### JOB
Output each line of the entries below as a numbered list, omitting blank lines and covering all the entries.

### SOURCE RECORDS
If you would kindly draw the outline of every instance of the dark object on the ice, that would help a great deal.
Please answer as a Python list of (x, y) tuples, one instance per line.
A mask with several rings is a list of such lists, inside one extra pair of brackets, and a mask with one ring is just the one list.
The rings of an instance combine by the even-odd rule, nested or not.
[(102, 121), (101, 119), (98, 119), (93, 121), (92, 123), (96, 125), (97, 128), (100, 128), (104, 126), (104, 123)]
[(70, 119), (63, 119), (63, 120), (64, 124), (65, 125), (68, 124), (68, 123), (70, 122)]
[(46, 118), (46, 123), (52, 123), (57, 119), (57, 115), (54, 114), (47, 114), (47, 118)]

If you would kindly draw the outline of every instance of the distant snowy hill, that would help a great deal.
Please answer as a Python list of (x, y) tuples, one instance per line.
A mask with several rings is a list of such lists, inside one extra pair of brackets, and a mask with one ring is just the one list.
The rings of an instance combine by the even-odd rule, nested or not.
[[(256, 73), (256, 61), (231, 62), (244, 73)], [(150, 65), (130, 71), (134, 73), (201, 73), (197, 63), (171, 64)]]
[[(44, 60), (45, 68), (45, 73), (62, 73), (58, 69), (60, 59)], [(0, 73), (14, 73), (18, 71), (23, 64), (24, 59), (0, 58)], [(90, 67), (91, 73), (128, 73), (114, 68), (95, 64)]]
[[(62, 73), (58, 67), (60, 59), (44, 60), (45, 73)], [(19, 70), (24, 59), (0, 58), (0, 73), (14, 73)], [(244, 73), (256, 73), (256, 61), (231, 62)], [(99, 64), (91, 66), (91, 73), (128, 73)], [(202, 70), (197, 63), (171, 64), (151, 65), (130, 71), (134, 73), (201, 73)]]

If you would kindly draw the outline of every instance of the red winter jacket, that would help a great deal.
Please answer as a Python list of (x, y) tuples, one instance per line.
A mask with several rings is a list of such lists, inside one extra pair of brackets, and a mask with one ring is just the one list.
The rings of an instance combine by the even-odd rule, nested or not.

### WRITTEN RESPONSE
1. If you would kindly draw the outline of every instance of the dark object on the ice, that would help a great deal.
2. Please answer as a Python list of (x, y) tuples, one instance per line.
3. A mask with several rings is a list of such lists, inside one extra pair of brackets, and a mask with one ring is just the one list.
4. The rings of an instance combine by the even-odd rule, nested or not.
5. [(102, 121), (101, 119), (98, 119), (93, 121), (92, 123), (96, 125), (97, 128), (100, 128), (104, 126), (104, 123)]
6. [(70, 119), (63, 119), (63, 120), (64, 124), (65, 125), (68, 124), (68, 123), (70, 122)]
7. [(46, 118), (46, 123), (52, 123), (57, 119), (57, 115), (54, 114), (47, 114), (47, 118)]
8. If you would kindly draw the outline of every instance of the distant snowy hill, that would help a great deal.
9. Please answer as a Python list of (x, y) tuples, one instance per line.
10. A mask with several rings is a list of such lists, inside one extra pair of brackets, and a mask with one ring is just the one list.
11. The rings of an instance combine by the even-odd rule, nested or not.
12. [[(256, 73), (256, 61), (231, 62), (244, 73)], [(150, 65), (130, 71), (134, 73), (201, 73), (197, 63), (171, 64)]]
13. [[(44, 60), (45, 68), (45, 73), (62, 73), (58, 69), (60, 59)], [(0, 73), (14, 73), (18, 71), (23, 64), (24, 59), (0, 58)], [(90, 67), (91, 73), (128, 73), (114, 68), (95, 64)]]
14. [[(62, 73), (58, 67), (60, 59), (44, 60), (45, 73)], [(19, 70), (24, 59), (0, 58), (0, 73), (14, 73)], [(244, 73), (256, 73), (256, 61), (231, 62)], [(99, 64), (91, 66), (91, 73), (128, 73)], [(202, 70), (197, 63), (171, 64), (151, 65), (130, 71), (134, 73), (201, 73)]]
15. If you would kindly draw the outline of every instance of the red winter jacket, that would help a great deal.
16. Please answer as a Python list of (x, y) tuples, one instance per line.
17. A mask with several rings is a list of such lists, inside one extra pair of brackets, and a mask with one ring is just the one list.
18. The rings of an instance combine by the even-odd rule, nested or not.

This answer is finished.